• EXERCISE DIRECTIONS
Turn the lines in the rows below into a numbered list, taking only everything from the line containing "Mark one point on every instance of the baby" down to the line containing "x=441 y=145", both included. Skip any blank lines.
=== INPUT DATA ===
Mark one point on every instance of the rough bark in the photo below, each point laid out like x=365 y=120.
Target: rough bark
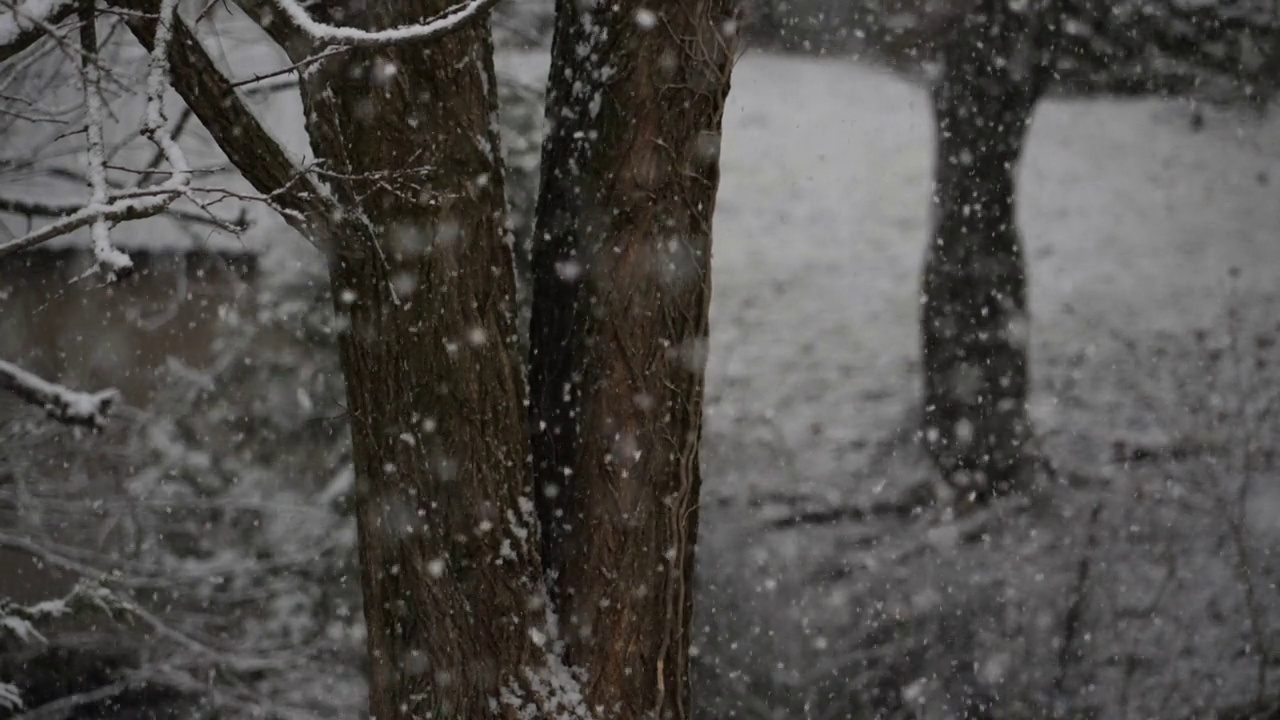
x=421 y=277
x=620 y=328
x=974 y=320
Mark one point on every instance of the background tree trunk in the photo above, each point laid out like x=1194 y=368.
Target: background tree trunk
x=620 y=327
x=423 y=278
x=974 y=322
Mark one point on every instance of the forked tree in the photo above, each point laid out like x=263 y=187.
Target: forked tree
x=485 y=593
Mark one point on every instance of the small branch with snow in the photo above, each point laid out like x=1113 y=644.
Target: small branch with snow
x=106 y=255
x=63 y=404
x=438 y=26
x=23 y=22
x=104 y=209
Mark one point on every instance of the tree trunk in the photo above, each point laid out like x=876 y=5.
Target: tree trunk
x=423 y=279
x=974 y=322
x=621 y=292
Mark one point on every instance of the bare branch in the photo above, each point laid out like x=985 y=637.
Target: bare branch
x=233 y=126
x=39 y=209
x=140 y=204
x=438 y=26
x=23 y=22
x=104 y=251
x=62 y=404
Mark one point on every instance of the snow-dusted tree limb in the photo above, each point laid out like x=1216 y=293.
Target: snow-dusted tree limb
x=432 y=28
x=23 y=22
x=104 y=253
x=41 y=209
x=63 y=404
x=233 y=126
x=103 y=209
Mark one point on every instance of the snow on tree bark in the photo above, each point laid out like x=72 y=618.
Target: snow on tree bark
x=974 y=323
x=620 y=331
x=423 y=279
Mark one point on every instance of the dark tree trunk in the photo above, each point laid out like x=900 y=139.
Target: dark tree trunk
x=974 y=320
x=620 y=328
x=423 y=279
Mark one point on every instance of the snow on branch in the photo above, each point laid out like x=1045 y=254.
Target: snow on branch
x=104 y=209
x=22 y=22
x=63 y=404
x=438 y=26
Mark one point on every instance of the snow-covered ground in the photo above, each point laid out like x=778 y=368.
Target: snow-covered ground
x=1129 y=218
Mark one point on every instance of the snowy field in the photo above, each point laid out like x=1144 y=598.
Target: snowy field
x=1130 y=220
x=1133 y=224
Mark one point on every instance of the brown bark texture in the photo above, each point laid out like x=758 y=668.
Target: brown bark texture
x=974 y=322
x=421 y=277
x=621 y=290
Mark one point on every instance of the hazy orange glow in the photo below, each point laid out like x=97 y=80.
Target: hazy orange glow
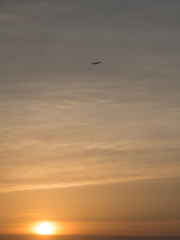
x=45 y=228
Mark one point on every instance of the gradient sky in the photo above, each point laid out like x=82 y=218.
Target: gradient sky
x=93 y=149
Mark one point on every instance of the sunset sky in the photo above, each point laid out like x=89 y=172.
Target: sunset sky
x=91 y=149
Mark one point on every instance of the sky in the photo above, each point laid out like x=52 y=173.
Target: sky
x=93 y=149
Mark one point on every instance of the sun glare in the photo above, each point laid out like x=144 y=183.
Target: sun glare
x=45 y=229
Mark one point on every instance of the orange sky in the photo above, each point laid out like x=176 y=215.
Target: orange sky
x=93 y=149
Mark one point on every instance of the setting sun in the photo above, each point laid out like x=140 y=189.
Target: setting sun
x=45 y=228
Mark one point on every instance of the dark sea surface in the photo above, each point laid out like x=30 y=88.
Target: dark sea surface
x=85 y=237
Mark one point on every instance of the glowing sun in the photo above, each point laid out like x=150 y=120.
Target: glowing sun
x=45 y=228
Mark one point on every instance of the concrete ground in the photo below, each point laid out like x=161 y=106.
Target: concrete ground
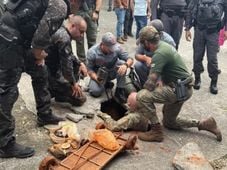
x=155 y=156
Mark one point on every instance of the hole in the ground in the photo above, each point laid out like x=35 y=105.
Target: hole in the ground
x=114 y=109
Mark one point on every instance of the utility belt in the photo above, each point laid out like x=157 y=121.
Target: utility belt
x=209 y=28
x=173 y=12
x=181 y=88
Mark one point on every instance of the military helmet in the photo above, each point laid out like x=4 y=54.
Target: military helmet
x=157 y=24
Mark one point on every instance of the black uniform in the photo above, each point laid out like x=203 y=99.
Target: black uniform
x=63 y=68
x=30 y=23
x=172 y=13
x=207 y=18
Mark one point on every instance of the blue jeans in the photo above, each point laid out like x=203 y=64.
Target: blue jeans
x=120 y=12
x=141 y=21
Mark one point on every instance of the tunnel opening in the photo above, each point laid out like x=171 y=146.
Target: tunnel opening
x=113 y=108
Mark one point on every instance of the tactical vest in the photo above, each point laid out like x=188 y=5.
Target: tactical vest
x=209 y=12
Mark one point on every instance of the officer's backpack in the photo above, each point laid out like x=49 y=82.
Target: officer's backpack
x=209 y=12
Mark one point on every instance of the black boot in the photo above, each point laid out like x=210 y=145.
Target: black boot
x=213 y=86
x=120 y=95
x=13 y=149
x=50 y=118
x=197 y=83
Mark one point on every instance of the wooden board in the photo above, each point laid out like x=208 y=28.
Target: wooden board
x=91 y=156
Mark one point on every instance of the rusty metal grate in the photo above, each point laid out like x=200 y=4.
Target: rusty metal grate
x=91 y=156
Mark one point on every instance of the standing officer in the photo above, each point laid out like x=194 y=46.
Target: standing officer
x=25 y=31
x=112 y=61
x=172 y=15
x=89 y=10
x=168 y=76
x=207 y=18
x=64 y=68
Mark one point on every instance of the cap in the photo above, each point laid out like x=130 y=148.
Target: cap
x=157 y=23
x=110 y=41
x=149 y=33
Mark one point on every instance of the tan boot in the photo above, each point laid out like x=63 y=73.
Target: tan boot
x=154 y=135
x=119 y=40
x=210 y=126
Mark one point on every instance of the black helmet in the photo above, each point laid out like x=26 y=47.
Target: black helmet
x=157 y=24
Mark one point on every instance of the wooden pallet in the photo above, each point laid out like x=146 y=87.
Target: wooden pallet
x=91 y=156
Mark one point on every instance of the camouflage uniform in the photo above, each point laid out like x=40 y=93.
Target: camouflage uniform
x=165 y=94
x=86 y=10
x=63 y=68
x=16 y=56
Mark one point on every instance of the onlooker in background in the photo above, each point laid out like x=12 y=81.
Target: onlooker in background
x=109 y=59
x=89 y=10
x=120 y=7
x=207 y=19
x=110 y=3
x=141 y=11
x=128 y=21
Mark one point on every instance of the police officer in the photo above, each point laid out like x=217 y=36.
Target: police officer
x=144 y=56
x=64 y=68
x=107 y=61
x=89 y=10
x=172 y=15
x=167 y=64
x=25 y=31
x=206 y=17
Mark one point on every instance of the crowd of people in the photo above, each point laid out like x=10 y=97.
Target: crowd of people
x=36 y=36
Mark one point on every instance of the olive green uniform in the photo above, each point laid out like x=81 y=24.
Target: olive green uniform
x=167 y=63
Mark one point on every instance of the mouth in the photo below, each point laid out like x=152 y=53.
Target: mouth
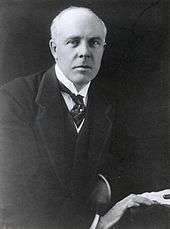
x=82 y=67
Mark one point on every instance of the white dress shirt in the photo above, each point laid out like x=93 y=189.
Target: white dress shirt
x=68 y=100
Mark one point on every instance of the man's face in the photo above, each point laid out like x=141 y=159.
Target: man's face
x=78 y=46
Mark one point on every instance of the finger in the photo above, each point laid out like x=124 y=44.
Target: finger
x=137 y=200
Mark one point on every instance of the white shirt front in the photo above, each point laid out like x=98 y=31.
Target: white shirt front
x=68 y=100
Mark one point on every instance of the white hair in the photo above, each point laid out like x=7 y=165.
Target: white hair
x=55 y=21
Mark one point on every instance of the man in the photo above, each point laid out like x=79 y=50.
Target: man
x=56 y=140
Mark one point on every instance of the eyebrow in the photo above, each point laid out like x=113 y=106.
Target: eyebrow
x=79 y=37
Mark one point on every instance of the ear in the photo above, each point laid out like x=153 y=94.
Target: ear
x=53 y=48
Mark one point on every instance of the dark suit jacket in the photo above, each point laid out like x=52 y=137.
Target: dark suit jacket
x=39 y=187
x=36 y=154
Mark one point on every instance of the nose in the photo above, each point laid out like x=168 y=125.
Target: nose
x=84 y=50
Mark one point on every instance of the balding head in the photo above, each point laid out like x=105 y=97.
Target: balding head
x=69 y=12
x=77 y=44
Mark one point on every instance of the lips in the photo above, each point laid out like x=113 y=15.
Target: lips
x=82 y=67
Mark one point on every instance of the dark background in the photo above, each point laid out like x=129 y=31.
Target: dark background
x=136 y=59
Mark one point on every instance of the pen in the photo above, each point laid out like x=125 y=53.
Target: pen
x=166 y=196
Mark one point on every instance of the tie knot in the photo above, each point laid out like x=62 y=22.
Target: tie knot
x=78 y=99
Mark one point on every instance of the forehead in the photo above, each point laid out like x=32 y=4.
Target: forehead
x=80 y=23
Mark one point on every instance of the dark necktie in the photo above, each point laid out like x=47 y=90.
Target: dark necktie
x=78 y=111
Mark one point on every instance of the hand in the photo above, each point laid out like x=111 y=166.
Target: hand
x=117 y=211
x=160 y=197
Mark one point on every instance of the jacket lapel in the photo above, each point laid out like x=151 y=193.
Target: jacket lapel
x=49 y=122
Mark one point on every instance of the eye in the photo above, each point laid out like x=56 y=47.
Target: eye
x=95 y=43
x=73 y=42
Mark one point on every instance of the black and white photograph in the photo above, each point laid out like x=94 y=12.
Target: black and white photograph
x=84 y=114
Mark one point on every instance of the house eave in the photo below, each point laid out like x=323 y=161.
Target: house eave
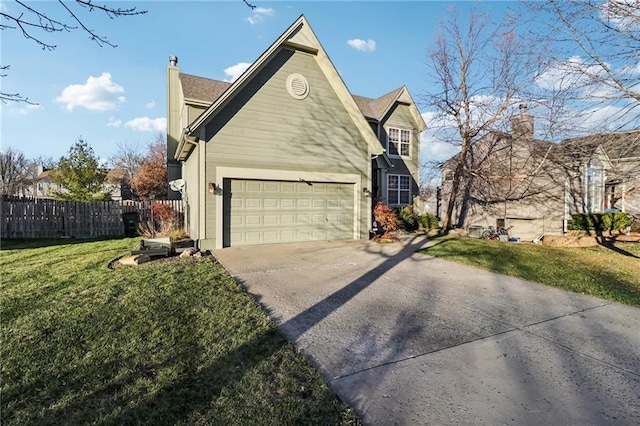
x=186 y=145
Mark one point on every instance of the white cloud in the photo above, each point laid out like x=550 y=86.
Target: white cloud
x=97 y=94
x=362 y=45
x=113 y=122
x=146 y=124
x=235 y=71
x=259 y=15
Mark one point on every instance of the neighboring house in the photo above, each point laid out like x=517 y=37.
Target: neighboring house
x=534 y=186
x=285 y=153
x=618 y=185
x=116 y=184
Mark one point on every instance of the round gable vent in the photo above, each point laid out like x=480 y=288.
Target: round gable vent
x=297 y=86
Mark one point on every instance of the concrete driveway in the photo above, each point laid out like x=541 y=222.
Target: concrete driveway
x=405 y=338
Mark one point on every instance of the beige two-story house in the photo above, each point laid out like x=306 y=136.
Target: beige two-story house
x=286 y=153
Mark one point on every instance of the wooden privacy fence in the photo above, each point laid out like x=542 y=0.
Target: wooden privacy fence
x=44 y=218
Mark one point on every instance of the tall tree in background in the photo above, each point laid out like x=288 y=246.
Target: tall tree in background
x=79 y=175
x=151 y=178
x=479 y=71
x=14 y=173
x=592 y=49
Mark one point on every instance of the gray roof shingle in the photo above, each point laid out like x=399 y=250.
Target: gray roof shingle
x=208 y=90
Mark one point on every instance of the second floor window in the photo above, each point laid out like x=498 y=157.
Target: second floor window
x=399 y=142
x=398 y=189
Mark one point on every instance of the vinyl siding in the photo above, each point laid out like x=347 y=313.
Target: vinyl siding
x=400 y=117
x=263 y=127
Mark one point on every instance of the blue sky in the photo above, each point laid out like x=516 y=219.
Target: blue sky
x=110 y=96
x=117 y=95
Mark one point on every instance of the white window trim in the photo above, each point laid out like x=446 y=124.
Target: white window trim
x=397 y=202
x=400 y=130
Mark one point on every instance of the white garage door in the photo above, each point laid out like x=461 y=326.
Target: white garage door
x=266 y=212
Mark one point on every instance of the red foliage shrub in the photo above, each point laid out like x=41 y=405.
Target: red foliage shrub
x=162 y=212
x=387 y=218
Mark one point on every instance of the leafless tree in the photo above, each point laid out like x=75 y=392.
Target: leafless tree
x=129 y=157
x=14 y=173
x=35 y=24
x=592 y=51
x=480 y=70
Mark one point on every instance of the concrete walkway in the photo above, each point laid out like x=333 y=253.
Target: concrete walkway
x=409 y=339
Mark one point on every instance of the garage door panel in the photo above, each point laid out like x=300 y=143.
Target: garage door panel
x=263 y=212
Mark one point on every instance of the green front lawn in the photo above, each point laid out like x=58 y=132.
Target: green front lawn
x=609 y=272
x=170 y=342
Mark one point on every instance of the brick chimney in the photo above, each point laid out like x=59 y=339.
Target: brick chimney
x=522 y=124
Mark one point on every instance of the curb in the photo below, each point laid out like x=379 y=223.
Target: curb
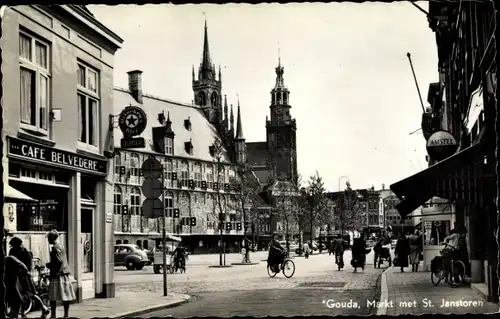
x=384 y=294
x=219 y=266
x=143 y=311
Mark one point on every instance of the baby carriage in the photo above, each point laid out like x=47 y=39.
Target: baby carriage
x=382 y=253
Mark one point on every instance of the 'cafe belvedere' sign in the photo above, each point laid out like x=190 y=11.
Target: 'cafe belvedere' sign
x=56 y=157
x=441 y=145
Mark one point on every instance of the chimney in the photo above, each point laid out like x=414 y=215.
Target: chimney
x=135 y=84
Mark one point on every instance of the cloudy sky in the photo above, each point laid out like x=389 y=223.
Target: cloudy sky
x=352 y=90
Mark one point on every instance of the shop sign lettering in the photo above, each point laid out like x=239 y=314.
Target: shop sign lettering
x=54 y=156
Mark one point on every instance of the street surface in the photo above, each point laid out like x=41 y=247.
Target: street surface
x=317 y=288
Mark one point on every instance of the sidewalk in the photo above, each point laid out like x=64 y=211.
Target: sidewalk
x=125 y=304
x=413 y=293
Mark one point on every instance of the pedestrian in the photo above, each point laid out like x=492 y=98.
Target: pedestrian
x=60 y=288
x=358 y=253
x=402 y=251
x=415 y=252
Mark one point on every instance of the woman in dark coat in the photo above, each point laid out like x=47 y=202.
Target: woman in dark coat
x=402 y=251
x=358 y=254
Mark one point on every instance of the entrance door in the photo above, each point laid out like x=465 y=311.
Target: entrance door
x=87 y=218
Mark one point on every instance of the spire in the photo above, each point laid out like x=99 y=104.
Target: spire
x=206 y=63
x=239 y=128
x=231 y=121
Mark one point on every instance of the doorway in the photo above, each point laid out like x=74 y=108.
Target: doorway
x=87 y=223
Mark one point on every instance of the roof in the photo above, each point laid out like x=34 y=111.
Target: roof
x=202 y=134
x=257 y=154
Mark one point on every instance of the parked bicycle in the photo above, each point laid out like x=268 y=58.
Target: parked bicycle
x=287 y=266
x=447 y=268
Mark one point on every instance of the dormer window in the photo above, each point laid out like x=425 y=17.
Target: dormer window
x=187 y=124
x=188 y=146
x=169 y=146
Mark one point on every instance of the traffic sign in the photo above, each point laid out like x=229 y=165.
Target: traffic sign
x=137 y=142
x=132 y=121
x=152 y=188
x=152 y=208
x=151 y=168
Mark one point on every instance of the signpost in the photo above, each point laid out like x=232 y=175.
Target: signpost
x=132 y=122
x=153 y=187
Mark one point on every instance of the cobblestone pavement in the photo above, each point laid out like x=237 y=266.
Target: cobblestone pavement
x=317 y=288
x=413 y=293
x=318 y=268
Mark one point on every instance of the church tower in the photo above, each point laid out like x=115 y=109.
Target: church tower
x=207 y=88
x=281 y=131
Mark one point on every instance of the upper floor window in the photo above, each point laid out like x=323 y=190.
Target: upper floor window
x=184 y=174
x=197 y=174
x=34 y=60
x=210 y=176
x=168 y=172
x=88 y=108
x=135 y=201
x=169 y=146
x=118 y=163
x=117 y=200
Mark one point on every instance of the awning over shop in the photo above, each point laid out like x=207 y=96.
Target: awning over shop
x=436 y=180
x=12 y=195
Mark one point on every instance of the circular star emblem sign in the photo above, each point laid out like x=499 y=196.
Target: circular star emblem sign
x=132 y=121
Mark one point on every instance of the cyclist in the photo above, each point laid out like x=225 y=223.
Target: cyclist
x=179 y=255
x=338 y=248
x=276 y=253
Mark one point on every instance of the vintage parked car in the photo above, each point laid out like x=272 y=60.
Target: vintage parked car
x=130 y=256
===
• ANSWER TO THIS TASK
1. Mark one point on every instance of the baby carriage in the photo above, each point laid out like x=47 y=39.
2. Target: baby carriage
3. x=382 y=253
4. Mark one point on every instance of the 'cafe belvedere' sign in the photo above, each point laid out like x=190 y=11.
5. Target: 'cafe belvedere' sign
6. x=56 y=157
7. x=441 y=145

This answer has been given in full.